Task description:
List every line of the data below that contains the word "errors".

Provided data:
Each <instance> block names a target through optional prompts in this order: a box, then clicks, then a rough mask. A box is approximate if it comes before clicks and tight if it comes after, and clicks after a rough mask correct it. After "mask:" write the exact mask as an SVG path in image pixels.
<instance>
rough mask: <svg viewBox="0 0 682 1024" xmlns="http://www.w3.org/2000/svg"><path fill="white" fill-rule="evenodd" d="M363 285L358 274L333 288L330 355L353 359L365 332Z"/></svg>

...

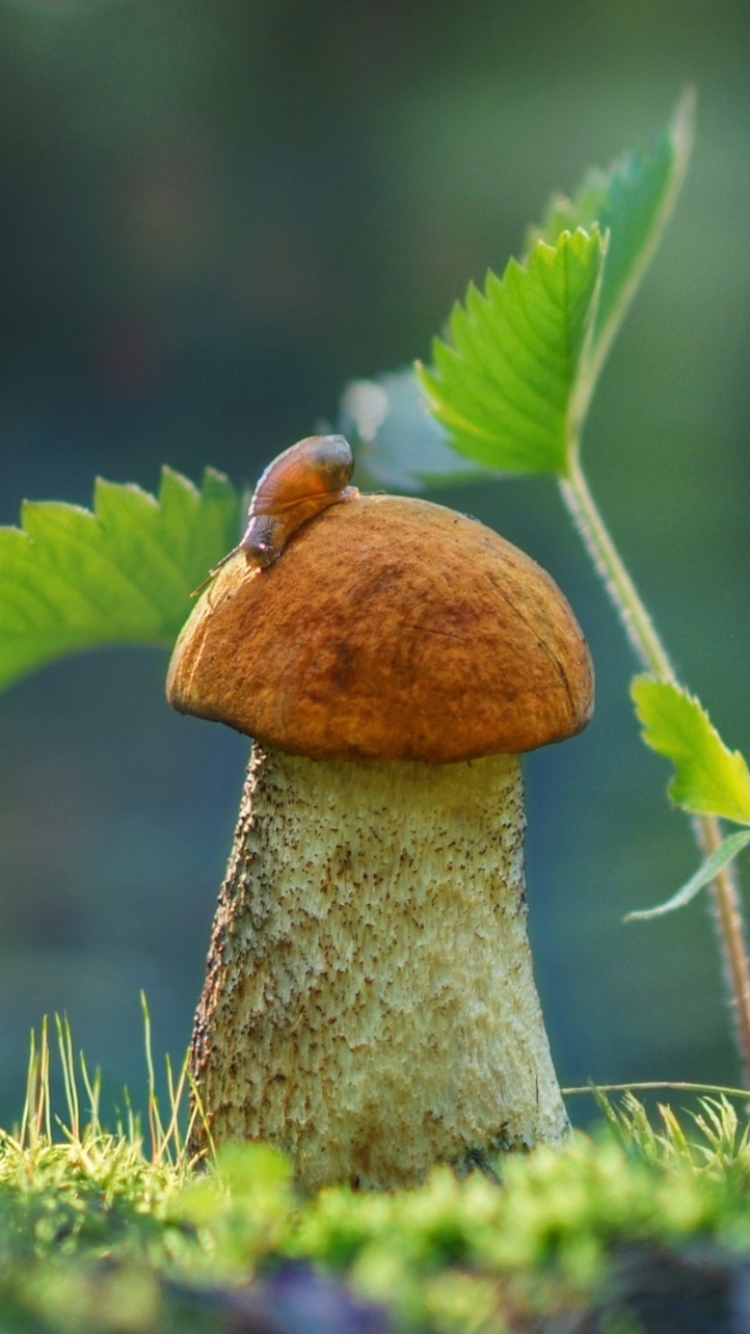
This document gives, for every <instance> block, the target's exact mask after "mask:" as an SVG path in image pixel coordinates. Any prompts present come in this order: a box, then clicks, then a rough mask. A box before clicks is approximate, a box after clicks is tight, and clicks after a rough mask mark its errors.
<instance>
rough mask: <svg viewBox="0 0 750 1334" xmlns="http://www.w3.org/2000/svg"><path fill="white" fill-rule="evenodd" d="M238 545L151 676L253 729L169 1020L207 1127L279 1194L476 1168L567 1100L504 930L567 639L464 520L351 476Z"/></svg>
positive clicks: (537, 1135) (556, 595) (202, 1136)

Result of this exercise:
This document gives, for every <instance> block, the target's exact mask after "mask:" as an SVG path in image pixel coordinates. Any prompts present come in this order: a box, then clicks, then a rough mask. A box before clicks is approximate, a box after clicks is tight, and clicks after a rough mask mark its errors.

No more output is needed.